Selected passage:
The May 10 resolution gives Adams exactly what he needs. On its surface, it is a recommendation. A polite suggestion that colonies lacking sufficient government should form one that best secures the safety and happiness of their people. But Adams reads it differently. He sees not a suggestion, but an opportunity. If Congress is willing to say this much, then it can be pushed to say more. And that is precisely what he does.

Over the next several days, the debates intensify. John Dickinson, careful and deliberate, pushes back hard. He sees the danger in moving too quickly, in abandoning the last threads of connection to Britain without a clear plan for what comes next. Dickinson is not a coward. He is cautious, and in moments like this, caution can look like resistance.

Adams, on the other hand, has no patience left for caution. To him, the contradiction is already unbearable. You cannot claim the King has violated your rights, declared you outside his protection, and is actively waging war against you, and then continue to pretend that his authority still governs your courts, your assemblies, your militias. At some point, that fiction has to end. So, Adams moves to end it.

On May 15, with Dickinson absent, worn down by days of argument and perhaps by the realization that the tide has turned against him, Congress adopts a preamble that transforms the May 10 recommendation into something far more decisive. The language is unmistakable. All authority under the Crown is to be suppressed. Allegiance to the King is no longer compatible with the reality the colonies face.

It is difficult to overstate what that means.

This is not yet the Declaration of Independence, at least not in form. There is no grand statement addressed to the world, no carefully constructed list of grievances followed by a ringing conclusion. But in substance, the break has already occurred. The colonies are no longer operating under the assumption that royal authority can be restored. They are instructed, plainly and directly, to replace it.

Tasks:
**1.** In the passage on Congress's May resolutions, condense the paragraph that begins "Over the next several days" into a short bulleted list that keeps its main facts.
**2.** From the passage on Congress's May resolutions, print the part that opens with the words "Adams, on the" and closes with "the colonies face.".

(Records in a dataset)
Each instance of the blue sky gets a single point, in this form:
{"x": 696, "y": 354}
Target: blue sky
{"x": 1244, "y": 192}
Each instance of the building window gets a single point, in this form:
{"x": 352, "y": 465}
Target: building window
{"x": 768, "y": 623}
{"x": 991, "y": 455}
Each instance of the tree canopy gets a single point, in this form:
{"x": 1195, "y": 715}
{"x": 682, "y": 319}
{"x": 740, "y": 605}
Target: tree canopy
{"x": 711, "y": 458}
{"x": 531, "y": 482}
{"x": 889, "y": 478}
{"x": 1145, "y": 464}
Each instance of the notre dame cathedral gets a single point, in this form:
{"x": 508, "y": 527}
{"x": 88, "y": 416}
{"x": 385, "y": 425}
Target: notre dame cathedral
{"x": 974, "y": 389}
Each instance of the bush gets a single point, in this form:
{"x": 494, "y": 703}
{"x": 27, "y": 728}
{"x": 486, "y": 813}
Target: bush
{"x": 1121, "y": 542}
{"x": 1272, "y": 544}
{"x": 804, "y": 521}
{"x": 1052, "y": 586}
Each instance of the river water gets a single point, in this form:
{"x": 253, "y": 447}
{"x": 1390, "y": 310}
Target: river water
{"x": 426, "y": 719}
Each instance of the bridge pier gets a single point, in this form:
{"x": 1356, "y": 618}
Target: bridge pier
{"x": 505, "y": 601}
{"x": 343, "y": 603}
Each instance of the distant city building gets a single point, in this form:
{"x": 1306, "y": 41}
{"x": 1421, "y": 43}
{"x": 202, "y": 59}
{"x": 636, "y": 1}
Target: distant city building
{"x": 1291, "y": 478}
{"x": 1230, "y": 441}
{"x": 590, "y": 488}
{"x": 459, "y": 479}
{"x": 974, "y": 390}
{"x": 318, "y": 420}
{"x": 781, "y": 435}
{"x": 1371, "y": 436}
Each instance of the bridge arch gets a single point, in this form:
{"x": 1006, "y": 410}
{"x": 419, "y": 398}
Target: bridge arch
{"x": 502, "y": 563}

Solution list:
**1.**
- The debates grow more intense over the following days.
- John Dickinson, careful and deliberate, pushes back hard.
- He fears moving too fast and cutting the last ties to Britain with no clear plan for what follows.
- He is cautious rather than cowardly, though at such a moment caution can look like resistance.

**2.**
Adams, on the other hand, has no patience left for caution. To him, the contradiction is already unbearable. You cannot claim the King has violated your rights, declared you outside his protection, and is actively waging war against you, and then continue to pretend that his authority still governs your courts, your assemblies, your militias. At some point, that fiction has to end. So, Adams moves to end it.

On May 15, with Dickinson absent, worn down by days of argument and perhaps by the realization that the tide has turned against him, Congress adopts a preamble that transforms the May 10 recommendation into something far more decisive. The language is unmistakable. All authority under the Crown is to be suppressed. Allegiance to the King is no longer compatible with the reality the colonies face.